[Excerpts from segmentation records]
## Start
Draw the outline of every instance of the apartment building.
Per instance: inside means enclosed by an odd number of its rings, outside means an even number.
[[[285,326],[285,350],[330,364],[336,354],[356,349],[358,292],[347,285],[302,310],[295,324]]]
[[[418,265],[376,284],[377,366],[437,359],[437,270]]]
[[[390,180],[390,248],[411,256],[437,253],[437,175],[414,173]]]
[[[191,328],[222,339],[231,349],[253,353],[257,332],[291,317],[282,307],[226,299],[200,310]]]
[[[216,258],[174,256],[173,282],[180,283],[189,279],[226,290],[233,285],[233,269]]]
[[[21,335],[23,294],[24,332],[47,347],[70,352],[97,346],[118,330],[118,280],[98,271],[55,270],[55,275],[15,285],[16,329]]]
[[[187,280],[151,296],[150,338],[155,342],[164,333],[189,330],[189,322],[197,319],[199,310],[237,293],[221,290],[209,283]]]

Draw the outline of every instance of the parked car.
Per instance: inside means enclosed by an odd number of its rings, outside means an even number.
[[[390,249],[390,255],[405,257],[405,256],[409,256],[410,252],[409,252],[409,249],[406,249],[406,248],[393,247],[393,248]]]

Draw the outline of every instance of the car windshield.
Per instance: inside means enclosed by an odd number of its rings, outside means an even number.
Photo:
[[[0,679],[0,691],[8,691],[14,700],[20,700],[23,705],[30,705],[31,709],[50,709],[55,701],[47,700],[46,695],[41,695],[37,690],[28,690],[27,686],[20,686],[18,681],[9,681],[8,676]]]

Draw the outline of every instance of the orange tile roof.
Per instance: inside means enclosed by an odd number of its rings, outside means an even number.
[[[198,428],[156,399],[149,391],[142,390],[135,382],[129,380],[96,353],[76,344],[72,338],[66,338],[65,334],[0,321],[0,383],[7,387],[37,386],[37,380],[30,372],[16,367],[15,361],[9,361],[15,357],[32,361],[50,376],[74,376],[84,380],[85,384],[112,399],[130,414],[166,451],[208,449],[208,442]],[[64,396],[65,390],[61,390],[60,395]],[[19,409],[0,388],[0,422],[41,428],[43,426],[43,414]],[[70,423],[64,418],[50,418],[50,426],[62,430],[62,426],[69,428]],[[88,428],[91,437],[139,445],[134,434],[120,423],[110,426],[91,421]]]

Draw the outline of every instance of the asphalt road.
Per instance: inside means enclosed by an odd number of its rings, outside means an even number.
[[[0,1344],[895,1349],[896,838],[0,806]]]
## End
WHAT THIS TASK INVOLVES
Output the data above exactly, please, line for line.

RESPONSE
Draw the outline of every instance of the apartment building.
Per instance: inside means enclosed by an odd number of its rings, outside means an even number.
[[[285,326],[285,350],[330,364],[336,354],[356,349],[358,292],[347,285],[302,310],[295,324]]]
[[[418,265],[376,284],[377,366],[437,359],[437,270]]]
[[[390,180],[390,248],[411,256],[437,253],[437,175],[414,173]]]
[[[191,328],[222,339],[231,349],[253,353],[257,332],[291,317],[282,307],[226,299],[200,310]]]
[[[216,258],[174,256],[173,282],[180,283],[189,279],[226,290],[233,285],[233,269]]]
[[[21,335],[23,294],[24,332],[47,347],[70,352],[97,346],[118,330],[118,280],[98,271],[55,270],[55,275],[15,285],[16,329]]]
[[[187,280],[151,296],[150,338],[155,342],[164,333],[189,330],[189,322],[197,319],[199,310],[237,293],[221,290],[209,283]]]

Draw the outline of every instance of the parked car.
Per instance: inside means enclosed by an odd number of its rings, outside means an even number.
[[[390,249],[390,255],[405,257],[405,256],[409,256],[410,252],[409,252],[409,249],[406,249],[406,248],[393,247],[393,248]]]

Draw the outline of every instance of the car windshield.
Per instance: inside means enclosed by an odd number of its rings, outside means an even number.
Photo:
[[[0,679],[0,691],[8,691],[14,700],[20,700],[23,705],[30,705],[31,709],[50,709],[55,701],[47,700],[46,695],[41,695],[37,690],[28,690],[27,686],[20,686],[18,681],[9,681],[8,676]]]

Draw the outline of every instance of the orange tile roof.
Per instance: inside means enclosed by an odd number of its rings, outside means an even number.
[[[198,428],[156,399],[149,391],[142,390],[135,382],[129,380],[96,353],[76,344],[72,338],[66,338],[65,334],[0,321],[0,383],[7,387],[37,386],[37,380],[30,372],[16,367],[15,361],[9,361],[15,357],[32,361],[50,376],[74,376],[84,380],[85,384],[112,399],[130,414],[166,451],[208,449],[208,442]],[[64,396],[65,390],[61,390],[60,395]],[[19,409],[0,388],[0,422],[41,428],[43,426],[43,414]],[[70,423],[64,418],[50,418],[50,426],[62,430],[62,426],[69,428]],[[88,428],[91,437],[139,445],[134,434],[120,423],[110,426],[91,421]]]

Draw the outline of every instance of the asphalt road.
Per instance: inside means enclosed by an odd number of its rings, outside means an even number.
[[[0,1344],[895,1349],[896,838],[0,806]]]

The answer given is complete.